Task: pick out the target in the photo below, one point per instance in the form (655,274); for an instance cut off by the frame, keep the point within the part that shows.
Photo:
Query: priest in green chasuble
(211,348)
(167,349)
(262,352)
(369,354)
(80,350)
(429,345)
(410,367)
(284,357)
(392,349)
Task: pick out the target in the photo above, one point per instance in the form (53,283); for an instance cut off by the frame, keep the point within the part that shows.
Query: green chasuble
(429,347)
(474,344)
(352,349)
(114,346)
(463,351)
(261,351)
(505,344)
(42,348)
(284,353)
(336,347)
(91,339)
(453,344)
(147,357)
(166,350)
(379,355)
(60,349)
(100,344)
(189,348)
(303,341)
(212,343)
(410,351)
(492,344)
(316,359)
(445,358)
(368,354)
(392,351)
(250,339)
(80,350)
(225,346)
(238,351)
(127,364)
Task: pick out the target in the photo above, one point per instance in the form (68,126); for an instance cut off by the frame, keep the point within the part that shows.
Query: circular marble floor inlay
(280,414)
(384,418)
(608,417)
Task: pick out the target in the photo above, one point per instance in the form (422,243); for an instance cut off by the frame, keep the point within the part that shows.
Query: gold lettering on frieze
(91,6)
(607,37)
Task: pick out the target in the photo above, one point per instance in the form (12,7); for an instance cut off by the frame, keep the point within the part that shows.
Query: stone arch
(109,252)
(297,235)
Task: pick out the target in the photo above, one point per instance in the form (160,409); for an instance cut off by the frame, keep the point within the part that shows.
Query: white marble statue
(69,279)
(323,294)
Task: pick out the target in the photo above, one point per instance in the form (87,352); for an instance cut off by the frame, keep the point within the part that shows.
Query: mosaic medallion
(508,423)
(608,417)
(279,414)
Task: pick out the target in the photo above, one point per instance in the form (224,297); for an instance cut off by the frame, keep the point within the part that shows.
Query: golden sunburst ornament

---------------

- [WHAT THE TASK REQUIRES]: Could you copy out, word for word, the lines of the material from the one containing "the form (12,7);" up to and including its final line?

- [RESULT]:
Task: pick out the target in the photo above, one point per instance in the form (12,7); for an instance cut off by the frame, keep the point within the part that shows.
Query: stone arch
(109,252)
(297,235)
Task: pick out the target in the photo above, one point per instance in the form (160,409); for an instance cut off by the frame, keep the point within the part that shows.
Query: white marble statue
(69,279)
(323,294)
Task: pick out the target in the photo above, one point per instance in the form (87,352); for an instance cut off by the frame, keep the point within the part that shows.
Query: mosaic medallion
(508,423)
(608,417)
(279,414)
Task: pick out the target in the photo above, one point per instance in the form (224,297); for an instance cut off by the frame, keep the point within the part that shows.
Query: golden sunburst ornament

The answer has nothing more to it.